---- SELECTED EXCERPT

Charles M. Young | Rolling Stone
This story is from the April 7th, 1977 issue of Rolling Stone.

Peter Cade
“We broke Lawrence Welk’s attendance record in Abilene, Texas. I’m very proud of that,” says Gene Simmons, the Kiss bassist, notorious for his grotesquely long tongue and for dressing like a pterodactyl. We sit at a backstage dinner table on the first of three nights they are playing Detroit’s 12,000-seat Cobo Hall – exceptional dates because they are doing mostly secondary markets this tour. “We’re hitting places they’ve never seen a big band, and they’ll remember us forever. The reaction has been amazing. I was watching the local news in Duluth and the announcer said there had been a robbery at the auditorium. I thought, ‘That’s it for the gate receipts,’ but it turned out some kid had gone up to the window and stolen three tickets at gunpoint. I don’t understand it. Tickets are so ethereal. One concert and they’re gone. Now money, that’s real power.”
Money, I object, is as much an illusion as a ticket.
“Not if everyone believes it,” says Simmons, holding up a fork. “If I say this is a royal scepter and everyone recognizes it as such, then it’s a royal scepter and I’m king. That’s power, not an illusion.”

--------
---- ENTRIES SUPPLIED

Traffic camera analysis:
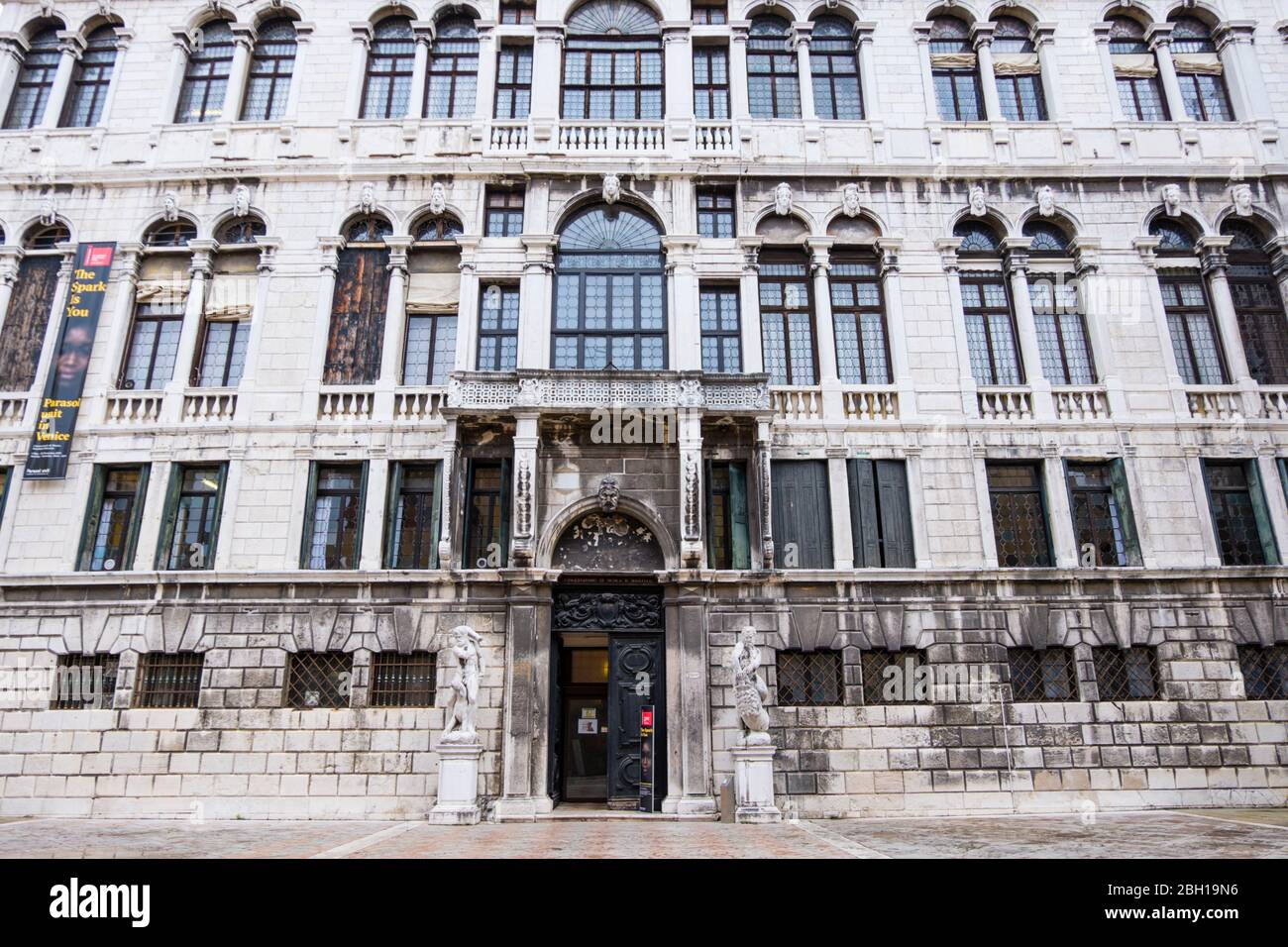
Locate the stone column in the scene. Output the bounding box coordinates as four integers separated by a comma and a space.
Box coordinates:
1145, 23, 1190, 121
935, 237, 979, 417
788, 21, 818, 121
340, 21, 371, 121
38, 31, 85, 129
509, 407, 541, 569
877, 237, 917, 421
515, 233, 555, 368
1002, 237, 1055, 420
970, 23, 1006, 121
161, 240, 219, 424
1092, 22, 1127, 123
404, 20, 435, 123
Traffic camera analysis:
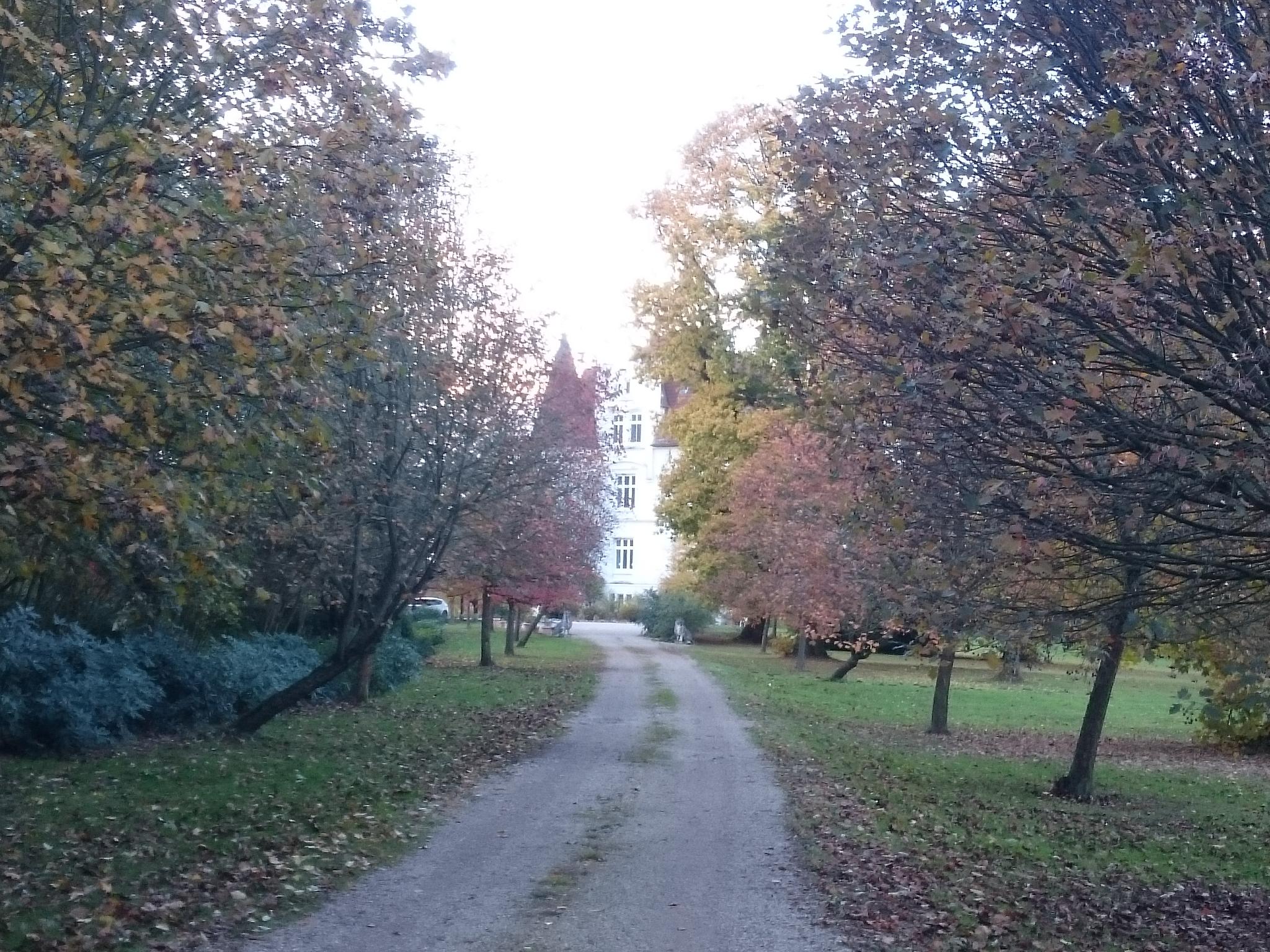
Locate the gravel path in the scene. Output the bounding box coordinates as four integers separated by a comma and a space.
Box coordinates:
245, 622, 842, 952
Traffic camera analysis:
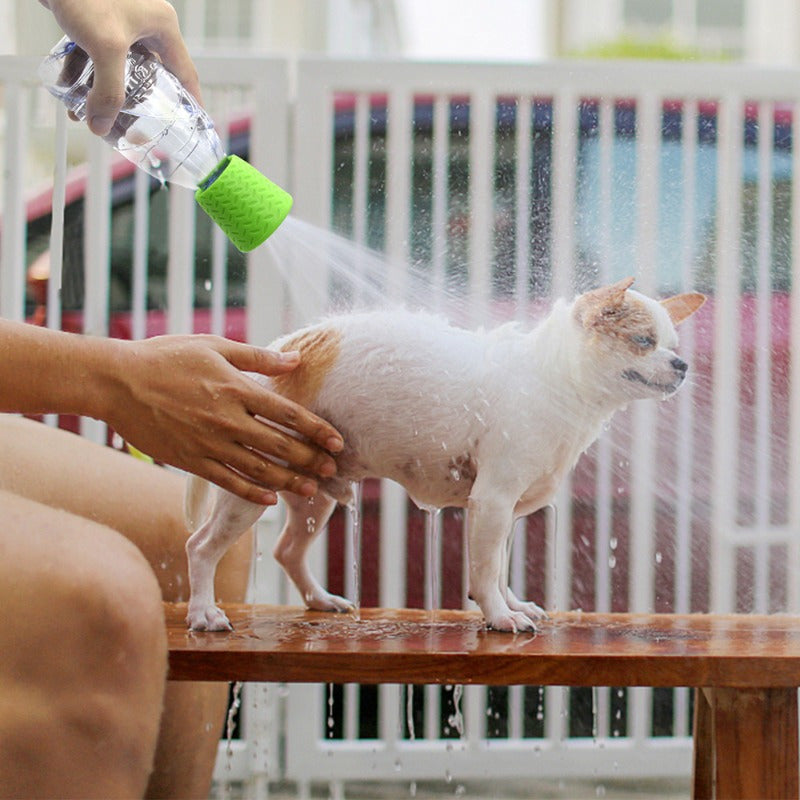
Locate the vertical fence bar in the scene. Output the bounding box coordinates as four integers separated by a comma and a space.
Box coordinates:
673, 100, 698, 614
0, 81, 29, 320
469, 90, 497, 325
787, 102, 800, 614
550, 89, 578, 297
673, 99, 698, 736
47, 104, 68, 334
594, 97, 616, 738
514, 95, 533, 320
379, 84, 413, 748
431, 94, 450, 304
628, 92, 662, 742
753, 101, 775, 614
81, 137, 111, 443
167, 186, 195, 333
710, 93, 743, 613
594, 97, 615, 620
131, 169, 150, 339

--------
---- ENTRIES SUPPLIED

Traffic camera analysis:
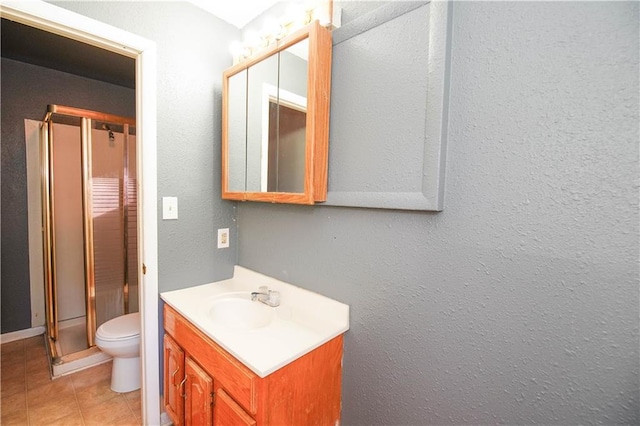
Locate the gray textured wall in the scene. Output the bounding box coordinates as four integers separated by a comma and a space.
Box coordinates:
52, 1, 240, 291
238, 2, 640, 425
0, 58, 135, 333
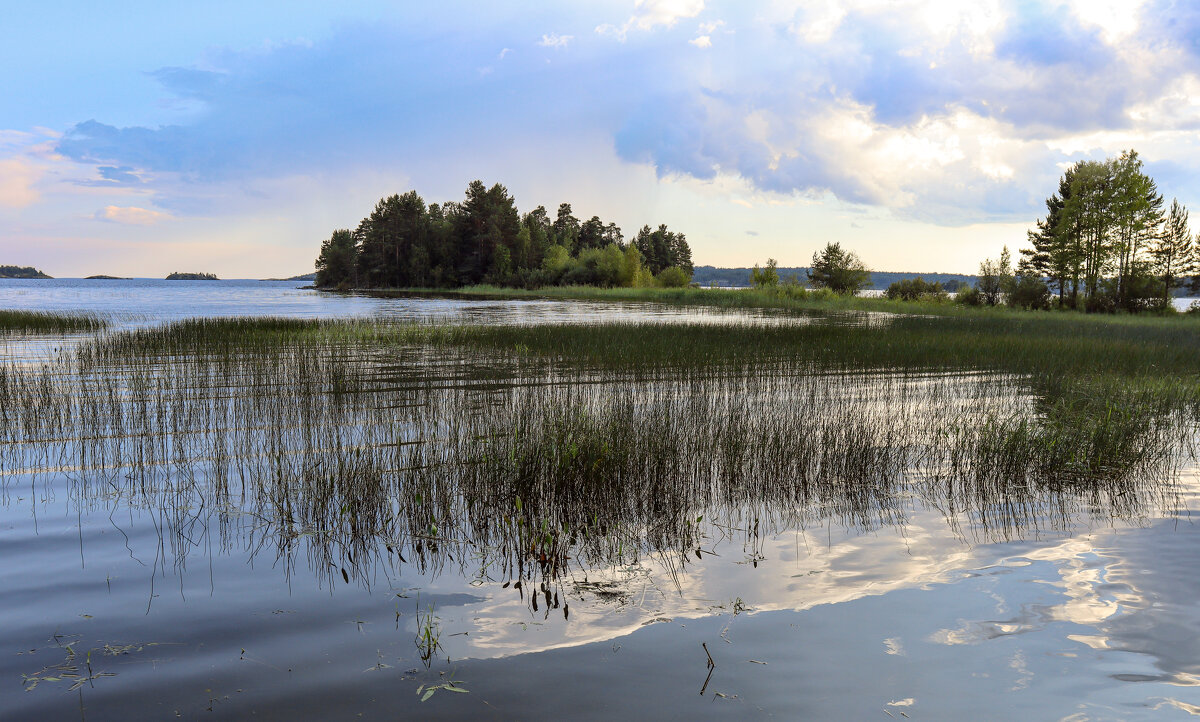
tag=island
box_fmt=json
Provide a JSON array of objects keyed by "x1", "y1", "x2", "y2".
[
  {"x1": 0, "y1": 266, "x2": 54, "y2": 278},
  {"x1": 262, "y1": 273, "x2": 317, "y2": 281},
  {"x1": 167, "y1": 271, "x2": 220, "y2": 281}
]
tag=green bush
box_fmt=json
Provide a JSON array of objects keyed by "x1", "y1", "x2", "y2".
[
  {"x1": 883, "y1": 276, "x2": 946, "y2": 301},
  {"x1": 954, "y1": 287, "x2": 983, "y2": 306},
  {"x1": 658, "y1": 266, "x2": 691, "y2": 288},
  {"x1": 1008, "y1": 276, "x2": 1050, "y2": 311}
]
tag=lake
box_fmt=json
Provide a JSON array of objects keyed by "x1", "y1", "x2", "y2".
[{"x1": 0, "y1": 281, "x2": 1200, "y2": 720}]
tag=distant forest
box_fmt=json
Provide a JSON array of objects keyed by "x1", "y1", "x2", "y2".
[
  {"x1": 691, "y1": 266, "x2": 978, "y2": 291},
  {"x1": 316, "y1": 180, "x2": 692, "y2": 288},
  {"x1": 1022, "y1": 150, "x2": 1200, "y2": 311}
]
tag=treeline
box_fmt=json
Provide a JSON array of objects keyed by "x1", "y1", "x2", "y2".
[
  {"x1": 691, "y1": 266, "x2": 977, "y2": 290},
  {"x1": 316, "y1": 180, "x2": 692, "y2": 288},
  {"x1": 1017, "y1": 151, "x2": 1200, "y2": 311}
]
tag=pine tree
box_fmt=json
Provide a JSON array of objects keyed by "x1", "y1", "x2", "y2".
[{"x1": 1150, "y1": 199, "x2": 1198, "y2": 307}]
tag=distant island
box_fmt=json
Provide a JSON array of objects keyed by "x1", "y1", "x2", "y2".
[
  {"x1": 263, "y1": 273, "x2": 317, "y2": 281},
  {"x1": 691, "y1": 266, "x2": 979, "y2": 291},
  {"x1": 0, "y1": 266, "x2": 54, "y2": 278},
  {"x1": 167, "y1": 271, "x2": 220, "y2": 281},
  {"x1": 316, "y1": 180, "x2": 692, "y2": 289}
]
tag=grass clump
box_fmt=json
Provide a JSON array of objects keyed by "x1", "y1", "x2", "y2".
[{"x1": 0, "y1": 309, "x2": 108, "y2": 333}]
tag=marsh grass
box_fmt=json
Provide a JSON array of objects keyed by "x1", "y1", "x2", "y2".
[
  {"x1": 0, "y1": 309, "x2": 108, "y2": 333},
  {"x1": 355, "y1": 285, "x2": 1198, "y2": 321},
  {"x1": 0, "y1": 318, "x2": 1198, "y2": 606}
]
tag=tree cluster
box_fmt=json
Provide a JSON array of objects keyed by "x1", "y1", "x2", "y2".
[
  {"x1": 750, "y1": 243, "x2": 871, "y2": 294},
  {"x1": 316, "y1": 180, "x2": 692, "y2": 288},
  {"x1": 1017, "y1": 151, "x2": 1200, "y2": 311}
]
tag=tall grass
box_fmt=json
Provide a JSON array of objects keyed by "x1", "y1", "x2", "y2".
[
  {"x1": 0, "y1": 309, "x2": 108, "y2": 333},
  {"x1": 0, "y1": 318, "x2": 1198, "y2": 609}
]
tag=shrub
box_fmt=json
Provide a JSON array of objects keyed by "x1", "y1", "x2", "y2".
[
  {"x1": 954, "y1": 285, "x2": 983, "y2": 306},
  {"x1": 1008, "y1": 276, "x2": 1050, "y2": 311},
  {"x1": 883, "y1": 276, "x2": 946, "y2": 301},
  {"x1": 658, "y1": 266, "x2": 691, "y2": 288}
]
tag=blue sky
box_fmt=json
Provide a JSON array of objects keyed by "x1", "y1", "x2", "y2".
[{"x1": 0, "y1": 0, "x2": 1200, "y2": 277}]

--------

◆ ASSIGNMENT A
According to the Rolling Stone piece on Kiss, whose attendance record did the band break in Abilene, Texas?
◆ ASSIGNMENT B
Write the next part of the Rolling Stone piece on Kiss, picking up right after its last sentence.
The material can be set aside.

◆ RESULT A
Lawrence Welk's.

◆ RESULT B
Before I can insist it’s still a fork, guitarist Paul Stanley – known for the black star over his right eye and for his bright red lips – sits down and stuffs a piece of cake into his mouth. “I’m really sick to my stomach,” he says, licking the fingers of one hand, holding his taut belly with the other, and searching for another slice with the calm eyes of an addict who has enough money to feed his habit. “I got chills and everything. I thought I was going to pass out onstage last night.”
Maybe he would feel better if he stopped eating gunk?
“The best diet for the road,” he says, “is soup for lunch and candy for supper. It keeps the weight off and you’re speeding on all that sugar by show time.”